[Selected excerpt]
** START **
8. CB Tevin Mitchell—A few weeks into the 2014 season the Razorbacks were considering redshirting him because he had some troublesome hamstrings. And that was after he was benched in 2013. Had his best season as a sophomore and his career went downhill from there. Mitchel will need to reverse his career track if he is going to make it.

7. WR Evan Spencer—There’s a lot about Spencer to like but it might be hard to squeeze him on the 53-man roster. The four holdover wide receivers don’t appear to be going anywhere and fourth-round pick Jamison Crowder is sure to make it.

6. RB Matt Jones—I get the whole reach thing with him but that’s not a big deal. McCloughan said he was the best player on their board and I’m in no position to argue. He just doesn’t seem to be a potential every down back who could replace Alfred Morris should he get injured or leave as a free agent.

5. OL Brandon Scherff—I like the player a lot. But if you keep on taking low value positions with high draft picks you will continually have high draft picks. Perhaps on a side-by-side comparison edge rusher Vic Beasley doesn’t grade as high as Scherff but the value of a player who can get to the quarterback is much higher. Bottom line, Scherff had better be very, very good whether he plays tackle or guard, especially if Beasley and/or Leonard Williams become Pro Bowl regulars. We will see how it turns out.

4. ILB Martrell Spaight—He could be strong on special teams and he’s a sure tackler. But the Redskins have plenty of inside backers who struggle in coverage and that is not a strength of Spaight’s.
** END **
[Data extract]
** START **
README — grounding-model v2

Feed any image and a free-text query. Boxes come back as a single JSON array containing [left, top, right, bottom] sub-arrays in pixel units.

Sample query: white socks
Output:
** END **
[Goal] Reproduce the passage of the player rankings above that lies between "8. CB Tevin" and "a free agent.", inclusive, with no changes.

[Output of the task]
8. CB Tevin Mitchell—A few weeks into the 2014 season the Razorbacks were considering redshirting him because he had some troublesome hamstrings. And that was after he was benched in 2013. Had his best season as a sophomore and his career went downhill from there. Mitchel will need to reverse his career track if he is going to make it.

7. WR Evan Spencer—There’s a lot about Spencer to like but it might be hard to squeeze him on the 53-man roster. The four holdover wide receivers don’t appear to be going anywhere and fourth-round pick Jamison Crowder is sure to make it.

6. RB Matt Jones—I get the whole reach thing with him but that’s not a big deal. McCloughan said he was the best player on their board and I’m in no position to argue. He just doesn’t seem to be a potential every down back who could replace Alfred Morris should he get injured or leave as a free agent.